** Start **

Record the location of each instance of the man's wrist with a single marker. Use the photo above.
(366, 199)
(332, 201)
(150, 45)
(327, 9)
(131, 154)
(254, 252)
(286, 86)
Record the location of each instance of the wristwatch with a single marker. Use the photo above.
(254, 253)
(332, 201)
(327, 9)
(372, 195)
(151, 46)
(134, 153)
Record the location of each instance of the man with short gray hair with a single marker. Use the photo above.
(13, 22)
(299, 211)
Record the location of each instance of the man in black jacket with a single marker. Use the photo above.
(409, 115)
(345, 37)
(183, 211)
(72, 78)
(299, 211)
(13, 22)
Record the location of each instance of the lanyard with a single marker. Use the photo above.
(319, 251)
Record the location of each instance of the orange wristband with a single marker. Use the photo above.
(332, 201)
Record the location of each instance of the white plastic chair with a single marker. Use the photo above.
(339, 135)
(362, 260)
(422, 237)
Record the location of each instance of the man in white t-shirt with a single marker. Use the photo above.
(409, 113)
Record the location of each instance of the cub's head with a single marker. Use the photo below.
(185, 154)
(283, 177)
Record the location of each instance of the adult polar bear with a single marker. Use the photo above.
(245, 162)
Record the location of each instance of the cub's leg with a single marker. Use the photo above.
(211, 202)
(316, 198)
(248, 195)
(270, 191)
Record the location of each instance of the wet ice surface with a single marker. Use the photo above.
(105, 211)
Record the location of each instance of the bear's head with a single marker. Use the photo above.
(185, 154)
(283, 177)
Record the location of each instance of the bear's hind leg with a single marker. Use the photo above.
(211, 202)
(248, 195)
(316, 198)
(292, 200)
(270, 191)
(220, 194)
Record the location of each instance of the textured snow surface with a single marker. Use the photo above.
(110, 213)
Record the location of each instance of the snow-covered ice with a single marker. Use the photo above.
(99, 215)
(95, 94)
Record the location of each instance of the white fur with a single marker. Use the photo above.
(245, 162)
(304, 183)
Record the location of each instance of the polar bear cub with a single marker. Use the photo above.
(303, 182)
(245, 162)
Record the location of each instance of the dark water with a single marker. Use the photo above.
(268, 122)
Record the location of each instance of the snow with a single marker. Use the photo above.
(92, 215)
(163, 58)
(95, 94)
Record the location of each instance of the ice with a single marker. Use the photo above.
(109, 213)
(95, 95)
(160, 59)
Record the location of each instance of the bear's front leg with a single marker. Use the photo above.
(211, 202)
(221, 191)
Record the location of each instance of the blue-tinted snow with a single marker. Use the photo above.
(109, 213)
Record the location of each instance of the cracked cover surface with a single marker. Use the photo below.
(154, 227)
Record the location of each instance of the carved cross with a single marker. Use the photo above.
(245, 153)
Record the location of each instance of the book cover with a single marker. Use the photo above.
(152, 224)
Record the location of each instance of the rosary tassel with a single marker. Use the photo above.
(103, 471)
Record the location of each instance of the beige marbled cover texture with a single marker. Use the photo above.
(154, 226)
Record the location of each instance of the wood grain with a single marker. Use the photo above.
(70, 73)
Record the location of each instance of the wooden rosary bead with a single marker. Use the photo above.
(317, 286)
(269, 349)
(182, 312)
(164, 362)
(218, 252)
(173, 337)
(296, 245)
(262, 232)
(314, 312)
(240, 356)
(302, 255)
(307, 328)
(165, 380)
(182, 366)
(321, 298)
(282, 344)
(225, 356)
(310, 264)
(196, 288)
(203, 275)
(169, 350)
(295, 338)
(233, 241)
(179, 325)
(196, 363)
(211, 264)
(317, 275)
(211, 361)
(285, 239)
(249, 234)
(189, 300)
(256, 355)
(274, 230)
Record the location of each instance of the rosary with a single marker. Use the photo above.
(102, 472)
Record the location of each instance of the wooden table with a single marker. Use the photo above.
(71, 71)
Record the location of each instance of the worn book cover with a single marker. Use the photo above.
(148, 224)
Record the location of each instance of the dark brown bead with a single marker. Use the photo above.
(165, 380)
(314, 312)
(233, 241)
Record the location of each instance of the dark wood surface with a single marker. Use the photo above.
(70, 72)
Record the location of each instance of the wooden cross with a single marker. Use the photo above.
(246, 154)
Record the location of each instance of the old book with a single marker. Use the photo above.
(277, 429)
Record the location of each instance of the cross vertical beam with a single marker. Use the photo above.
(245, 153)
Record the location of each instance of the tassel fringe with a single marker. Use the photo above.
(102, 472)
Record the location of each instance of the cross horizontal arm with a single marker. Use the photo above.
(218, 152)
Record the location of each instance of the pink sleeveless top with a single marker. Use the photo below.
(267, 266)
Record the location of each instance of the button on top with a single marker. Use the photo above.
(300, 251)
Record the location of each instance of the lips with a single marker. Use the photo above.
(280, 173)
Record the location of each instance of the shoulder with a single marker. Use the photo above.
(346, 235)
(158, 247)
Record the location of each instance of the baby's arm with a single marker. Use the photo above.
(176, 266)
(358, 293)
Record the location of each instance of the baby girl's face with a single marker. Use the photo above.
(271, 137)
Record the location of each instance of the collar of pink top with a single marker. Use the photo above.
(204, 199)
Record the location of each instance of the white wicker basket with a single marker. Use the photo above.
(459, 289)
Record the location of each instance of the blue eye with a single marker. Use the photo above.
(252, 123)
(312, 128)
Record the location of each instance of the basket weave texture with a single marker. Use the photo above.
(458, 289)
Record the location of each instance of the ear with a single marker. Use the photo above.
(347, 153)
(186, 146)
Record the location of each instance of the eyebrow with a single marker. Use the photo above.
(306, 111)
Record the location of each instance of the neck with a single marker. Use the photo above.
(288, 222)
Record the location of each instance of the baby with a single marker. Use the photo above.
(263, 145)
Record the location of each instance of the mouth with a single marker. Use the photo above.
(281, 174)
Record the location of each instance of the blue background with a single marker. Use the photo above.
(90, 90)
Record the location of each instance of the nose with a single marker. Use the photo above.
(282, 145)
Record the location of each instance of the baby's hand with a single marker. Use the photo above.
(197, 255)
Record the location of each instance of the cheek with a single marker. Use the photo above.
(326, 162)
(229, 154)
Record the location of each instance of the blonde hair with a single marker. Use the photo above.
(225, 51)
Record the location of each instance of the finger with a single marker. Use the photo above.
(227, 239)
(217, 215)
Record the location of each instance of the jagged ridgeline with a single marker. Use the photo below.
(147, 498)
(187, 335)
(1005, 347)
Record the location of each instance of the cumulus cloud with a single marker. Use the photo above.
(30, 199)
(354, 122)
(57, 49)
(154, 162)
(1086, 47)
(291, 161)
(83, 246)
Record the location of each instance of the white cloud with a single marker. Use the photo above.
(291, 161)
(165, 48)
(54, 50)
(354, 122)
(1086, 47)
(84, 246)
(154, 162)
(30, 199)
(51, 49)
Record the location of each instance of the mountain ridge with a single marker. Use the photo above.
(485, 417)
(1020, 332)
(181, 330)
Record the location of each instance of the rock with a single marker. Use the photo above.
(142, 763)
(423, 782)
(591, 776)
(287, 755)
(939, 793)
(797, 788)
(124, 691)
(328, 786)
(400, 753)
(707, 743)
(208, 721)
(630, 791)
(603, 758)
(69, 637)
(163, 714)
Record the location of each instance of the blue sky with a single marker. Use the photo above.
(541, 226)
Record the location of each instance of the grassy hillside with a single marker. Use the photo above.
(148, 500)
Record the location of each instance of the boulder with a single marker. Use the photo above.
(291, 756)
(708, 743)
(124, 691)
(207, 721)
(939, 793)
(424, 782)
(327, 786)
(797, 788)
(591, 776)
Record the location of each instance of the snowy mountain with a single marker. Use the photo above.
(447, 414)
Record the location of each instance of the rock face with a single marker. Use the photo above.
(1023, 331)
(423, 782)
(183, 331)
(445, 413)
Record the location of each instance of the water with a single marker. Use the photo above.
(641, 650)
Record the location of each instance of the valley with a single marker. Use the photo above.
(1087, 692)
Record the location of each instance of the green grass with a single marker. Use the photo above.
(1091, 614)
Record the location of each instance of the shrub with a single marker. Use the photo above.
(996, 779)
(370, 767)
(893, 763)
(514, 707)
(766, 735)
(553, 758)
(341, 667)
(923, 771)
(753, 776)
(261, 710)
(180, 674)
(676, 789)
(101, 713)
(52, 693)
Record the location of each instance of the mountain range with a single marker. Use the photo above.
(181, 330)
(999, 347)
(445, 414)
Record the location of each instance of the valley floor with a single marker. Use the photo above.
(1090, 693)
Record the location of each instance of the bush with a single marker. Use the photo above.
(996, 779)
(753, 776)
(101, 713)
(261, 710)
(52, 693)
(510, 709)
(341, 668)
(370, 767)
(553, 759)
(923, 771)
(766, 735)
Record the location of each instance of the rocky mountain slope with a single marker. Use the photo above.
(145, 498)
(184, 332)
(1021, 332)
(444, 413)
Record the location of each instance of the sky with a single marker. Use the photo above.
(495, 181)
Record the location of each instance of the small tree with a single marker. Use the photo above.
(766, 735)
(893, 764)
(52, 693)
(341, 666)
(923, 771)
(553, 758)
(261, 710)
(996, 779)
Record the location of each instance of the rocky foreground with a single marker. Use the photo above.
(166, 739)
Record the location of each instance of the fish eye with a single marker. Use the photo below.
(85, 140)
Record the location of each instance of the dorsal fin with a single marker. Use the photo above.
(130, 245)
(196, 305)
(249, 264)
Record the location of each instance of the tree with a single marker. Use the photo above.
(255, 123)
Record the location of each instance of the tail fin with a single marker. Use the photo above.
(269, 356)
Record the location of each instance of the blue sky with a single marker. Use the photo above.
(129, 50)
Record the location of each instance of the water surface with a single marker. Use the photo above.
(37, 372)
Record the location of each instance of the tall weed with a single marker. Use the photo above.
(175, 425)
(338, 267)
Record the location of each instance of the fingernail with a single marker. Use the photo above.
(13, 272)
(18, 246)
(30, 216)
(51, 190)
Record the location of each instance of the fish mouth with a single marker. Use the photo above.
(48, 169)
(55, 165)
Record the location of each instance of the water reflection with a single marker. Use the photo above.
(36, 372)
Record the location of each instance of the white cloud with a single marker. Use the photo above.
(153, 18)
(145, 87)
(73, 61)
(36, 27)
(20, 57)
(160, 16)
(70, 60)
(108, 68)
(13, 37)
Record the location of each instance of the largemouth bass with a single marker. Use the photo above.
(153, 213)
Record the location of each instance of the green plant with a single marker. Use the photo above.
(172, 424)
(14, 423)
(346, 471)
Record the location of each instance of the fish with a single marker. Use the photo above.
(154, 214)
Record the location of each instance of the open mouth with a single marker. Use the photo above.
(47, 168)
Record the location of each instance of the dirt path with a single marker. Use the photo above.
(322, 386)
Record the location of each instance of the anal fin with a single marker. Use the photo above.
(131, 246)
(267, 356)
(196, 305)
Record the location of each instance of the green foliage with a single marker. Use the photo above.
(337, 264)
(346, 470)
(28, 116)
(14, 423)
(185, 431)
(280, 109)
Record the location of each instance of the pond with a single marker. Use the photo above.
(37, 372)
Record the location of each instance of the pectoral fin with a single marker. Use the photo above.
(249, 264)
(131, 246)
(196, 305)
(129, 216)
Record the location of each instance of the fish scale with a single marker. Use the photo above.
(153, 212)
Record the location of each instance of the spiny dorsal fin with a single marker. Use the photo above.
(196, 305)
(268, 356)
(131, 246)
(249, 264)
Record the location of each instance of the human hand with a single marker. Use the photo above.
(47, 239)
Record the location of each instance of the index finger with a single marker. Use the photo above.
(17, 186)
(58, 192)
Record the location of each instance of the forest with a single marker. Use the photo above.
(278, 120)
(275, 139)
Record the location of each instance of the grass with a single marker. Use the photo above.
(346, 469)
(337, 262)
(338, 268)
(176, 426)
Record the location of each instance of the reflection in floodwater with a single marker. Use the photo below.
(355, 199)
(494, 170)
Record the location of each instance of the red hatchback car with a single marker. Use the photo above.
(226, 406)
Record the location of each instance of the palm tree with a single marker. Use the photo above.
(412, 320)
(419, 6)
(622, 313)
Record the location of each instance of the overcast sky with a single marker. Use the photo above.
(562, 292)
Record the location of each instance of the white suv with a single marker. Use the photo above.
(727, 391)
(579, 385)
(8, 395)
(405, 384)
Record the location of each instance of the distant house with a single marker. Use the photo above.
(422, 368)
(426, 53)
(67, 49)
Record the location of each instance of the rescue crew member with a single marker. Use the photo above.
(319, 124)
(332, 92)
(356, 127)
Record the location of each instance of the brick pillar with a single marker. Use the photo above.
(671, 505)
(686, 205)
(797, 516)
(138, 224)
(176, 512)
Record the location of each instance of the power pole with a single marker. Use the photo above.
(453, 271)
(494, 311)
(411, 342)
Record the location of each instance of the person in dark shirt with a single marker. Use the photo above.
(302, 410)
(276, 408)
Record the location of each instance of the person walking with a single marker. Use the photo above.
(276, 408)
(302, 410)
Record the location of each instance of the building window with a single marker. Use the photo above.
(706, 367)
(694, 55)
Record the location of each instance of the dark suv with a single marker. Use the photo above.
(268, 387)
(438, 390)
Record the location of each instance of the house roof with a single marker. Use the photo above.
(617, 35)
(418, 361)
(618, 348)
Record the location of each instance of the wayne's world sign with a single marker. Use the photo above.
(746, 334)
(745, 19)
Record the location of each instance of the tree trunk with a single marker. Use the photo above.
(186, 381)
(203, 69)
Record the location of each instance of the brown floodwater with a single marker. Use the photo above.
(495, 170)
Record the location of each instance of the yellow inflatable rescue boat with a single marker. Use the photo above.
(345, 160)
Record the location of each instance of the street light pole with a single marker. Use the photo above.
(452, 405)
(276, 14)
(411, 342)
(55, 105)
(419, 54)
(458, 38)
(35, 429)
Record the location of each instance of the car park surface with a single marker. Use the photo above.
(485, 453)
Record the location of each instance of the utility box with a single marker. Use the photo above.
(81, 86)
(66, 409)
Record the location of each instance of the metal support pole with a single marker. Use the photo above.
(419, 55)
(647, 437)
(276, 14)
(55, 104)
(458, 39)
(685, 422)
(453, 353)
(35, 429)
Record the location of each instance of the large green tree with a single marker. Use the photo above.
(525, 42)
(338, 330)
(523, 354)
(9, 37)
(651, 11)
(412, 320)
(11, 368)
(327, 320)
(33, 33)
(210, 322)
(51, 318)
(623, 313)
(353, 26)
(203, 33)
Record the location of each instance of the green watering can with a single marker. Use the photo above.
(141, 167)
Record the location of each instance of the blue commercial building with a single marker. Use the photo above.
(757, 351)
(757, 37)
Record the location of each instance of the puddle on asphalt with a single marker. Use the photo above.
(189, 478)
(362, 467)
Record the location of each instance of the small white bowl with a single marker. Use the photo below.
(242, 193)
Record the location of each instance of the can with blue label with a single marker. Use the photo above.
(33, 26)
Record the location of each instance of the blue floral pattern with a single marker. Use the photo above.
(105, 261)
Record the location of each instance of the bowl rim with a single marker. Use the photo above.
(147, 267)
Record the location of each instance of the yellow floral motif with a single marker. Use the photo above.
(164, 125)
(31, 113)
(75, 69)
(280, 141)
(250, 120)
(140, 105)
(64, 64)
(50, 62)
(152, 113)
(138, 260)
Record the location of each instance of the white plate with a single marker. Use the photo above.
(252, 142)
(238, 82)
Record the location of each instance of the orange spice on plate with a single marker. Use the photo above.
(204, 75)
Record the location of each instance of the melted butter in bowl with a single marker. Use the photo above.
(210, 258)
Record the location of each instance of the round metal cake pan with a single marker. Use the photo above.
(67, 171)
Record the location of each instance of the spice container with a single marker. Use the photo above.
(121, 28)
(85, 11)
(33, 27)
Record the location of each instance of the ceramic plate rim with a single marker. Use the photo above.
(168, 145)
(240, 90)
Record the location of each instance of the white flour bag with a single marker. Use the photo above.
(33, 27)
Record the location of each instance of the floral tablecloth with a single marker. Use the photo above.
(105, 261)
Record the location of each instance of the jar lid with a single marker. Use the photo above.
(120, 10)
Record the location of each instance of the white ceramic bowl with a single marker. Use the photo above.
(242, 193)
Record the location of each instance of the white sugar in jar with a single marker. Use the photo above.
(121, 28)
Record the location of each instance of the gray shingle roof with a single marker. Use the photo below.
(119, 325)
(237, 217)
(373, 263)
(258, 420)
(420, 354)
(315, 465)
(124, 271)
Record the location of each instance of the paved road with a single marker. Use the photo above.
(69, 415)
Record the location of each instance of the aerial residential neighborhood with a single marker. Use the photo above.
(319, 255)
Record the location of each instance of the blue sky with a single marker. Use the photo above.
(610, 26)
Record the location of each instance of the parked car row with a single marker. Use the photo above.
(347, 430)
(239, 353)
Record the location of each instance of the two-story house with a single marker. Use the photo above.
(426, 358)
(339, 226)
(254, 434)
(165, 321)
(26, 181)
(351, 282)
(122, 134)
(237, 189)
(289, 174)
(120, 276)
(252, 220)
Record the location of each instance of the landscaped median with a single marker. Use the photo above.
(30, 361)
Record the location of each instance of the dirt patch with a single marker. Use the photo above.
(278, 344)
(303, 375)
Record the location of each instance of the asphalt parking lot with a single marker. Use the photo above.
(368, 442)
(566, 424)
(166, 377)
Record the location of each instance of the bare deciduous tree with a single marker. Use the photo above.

** End **

— WRITTEN REQUEST —
Reproduce only the lines between the line containing "Record the location of each instance of the white ceramic" and the last line of the records, those two lines included, exactly.

— RESULT OF THIS TASK —
Record the location of each instance of the white ceramic bowl with a single marker. Use the photo above.
(242, 193)
Record the location of each instance of the white sugar in jar with a single marker. Use the photo above.
(121, 28)
Record the location of each instance of the gray shingle roof with a single marker. Use the photo below.
(119, 325)
(237, 217)
(373, 263)
(258, 420)
(420, 354)
(315, 465)
(124, 271)
Record the location of each instance of the paved road with a single marker. Use the photo above.
(69, 415)
Record the location of each instance of the aerial residential neighborhood with a single marker. Use the photo above.
(319, 255)
Record the location of each instance of the blue sky with a single marker. Use the photo above.
(610, 26)
Record the location of each instance of the parked car row with a single marker. Use the photo above.
(347, 430)
(239, 353)
Record the location of each instance of the two-story house with a single marker. Use the photo above.
(426, 358)
(339, 226)
(254, 434)
(165, 321)
(26, 181)
(351, 282)
(122, 134)
(237, 189)
(289, 174)
(120, 276)
(252, 220)
Record the location of each instance of the landscaped median with a single marker. Use the photo above.
(30, 361)
Record the location of each instance of the dirt patch with a single marker. Use the photo above.
(278, 344)
(303, 375)
Record the location of each instance of the asphalt parking lot with a single marker. Use the photo above.
(368, 442)
(566, 424)
(166, 377)
Record the location of each instance of the bare deciduous tree with a single marker. Use the photo above.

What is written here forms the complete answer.